◆ Work to complete ◆
State how many lines of the records contain the string "rough", giving only the number.

◆ Stored data entries ◆

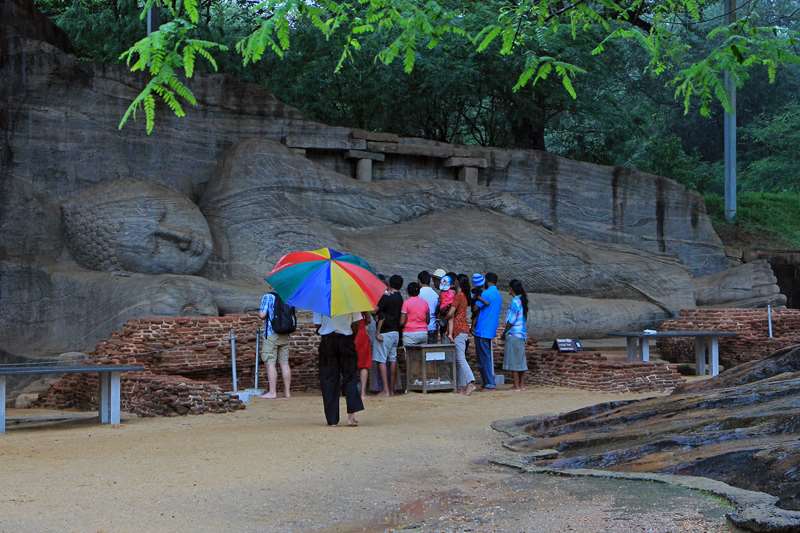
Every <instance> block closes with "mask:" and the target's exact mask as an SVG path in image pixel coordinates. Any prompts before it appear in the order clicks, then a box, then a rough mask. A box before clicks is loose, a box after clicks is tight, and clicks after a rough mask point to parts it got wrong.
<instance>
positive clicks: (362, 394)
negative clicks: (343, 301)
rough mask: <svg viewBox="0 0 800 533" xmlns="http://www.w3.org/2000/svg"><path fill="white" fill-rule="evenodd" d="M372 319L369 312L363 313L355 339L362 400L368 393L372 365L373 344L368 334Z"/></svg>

◆ Answer ◆
2